### Estratto della pagina
>>

Sui recenti avvicendamenti pastorali in parrocchie e uffici

Intervento del vescovo Douglas: “Crescere nella comunione e rafforzare la missione”

Quattordici sacerdoti e un diacono permanente in questi mesi assumeranno nuovi incarichi pastorali. Quindici comunità parrocchiali e due uffici diocesani vedranno cambiate le loro guide pastorali. Non è cosa di poco conto. Non tanto e non solo per i numeri. Per la comunità diocesana è una bella occasione per una riflessione che prenda decisamente il posto alle chiacchiere di corridoio così facili da fare in queste circostanze.

Fare chiacchiere con l’effetto di alimentare congetture nascoste di chissà quali progetti o intenzioni, di diffondere in un batter d’occhio cose non vere o quanto meno non documentate e di stuzzicare ipotetiche dietrologie inesistenti, sono un peccato grave, come recentemente ha affermato papa Francesco: “In una comunità cristiana (la chiacchiera) è uno dei peccati più gravi, perché la rende segno non dell’opera di Dio, ma dell’opera del diavolo, il quale è per definizione colui che separa, che rovina i rapporti, che insinua pregiudizi… La divisione in una comunità, sia essa una scuola, una parrocchia o un’associazione, è un peccato gravissimo” (Udienza generale, 27 agosto 2014).

<<

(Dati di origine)
>>

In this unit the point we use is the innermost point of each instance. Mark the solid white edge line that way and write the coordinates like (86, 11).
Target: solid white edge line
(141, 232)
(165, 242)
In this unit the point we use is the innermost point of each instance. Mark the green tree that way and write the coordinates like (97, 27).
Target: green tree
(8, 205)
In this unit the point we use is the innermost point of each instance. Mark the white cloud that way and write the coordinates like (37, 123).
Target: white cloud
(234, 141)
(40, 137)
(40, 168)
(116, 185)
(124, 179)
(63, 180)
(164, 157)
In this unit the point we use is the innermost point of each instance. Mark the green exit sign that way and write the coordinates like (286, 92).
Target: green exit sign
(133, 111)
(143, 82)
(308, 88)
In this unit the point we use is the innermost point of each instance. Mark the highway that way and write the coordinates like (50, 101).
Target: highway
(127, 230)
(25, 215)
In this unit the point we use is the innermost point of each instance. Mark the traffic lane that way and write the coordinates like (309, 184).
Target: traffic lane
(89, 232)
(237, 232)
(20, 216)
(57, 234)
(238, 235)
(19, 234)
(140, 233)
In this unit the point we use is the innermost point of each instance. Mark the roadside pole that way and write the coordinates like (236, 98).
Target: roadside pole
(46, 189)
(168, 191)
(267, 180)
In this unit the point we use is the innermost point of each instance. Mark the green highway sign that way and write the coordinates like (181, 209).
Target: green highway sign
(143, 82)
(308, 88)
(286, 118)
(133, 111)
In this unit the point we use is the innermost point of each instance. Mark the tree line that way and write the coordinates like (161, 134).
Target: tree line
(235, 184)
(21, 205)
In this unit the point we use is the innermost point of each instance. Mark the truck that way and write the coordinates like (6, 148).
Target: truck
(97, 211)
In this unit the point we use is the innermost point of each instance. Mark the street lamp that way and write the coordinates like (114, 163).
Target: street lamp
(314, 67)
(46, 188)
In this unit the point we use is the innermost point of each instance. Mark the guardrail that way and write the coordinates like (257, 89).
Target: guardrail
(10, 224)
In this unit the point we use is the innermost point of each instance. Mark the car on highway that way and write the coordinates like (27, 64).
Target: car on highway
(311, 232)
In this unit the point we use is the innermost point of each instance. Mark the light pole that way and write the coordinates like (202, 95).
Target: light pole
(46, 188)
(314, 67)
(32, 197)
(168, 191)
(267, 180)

<<

### Consegna scritta 1
Secondo le parole di papa Francesco citate nell'estratto sugli avvicendamenti pastorali, per quale motivo la chiacchiera è uno dei peccati più gravi in una comunità cristiana?
### Consegna scritta 2
Riprenda il testo sugli avvicendamenti pastorali nella diocesi e lo prosegua a partire dall'ultima frase riportata.

### Risposta 1
La chiacchiera rende la comunità segno non dell'opera di Dio, ma dell'opera del diavolo. Il diavolo è per definizione colui che separa, rovina i rapporti e insinua pregiudizi.

### Risposta 2
Vorrei ricordare, anzitutto, che compete al vescovo, consultati gli organismi diocesani deputati, prendere decisioni circa l’affidamento di incarichi pastorali. Inutile e dannosa quindi ogni rivendicazione populista da parte di chiunque (associazioni, movimenti, comunità parrocchiali, singoli) di poter essere consultato preventivamente. Sento il peso della responsabilità che incombe su di me nell’assolvere a questo gravoso impegno del mio ministero. Mi verrebbe da ricordare a me stesso quanto capitò anche a Mosè (Dio mi perdoni il paragone!): Signore, non posso portare il peso di tutto questo popolo (cfr Num 11,14). Ma poiché mi sorregge la Grazia di Dio e sono convinto che il Signore non dà un peso e una responsabilità senza accompagnarlo con il suo aiuto, sono sereno e vorrei che, per lo stesso motivo, lo fossero anche i sacerdoti, i diaconi e i laici interessati a questi cambiamenti pastorali.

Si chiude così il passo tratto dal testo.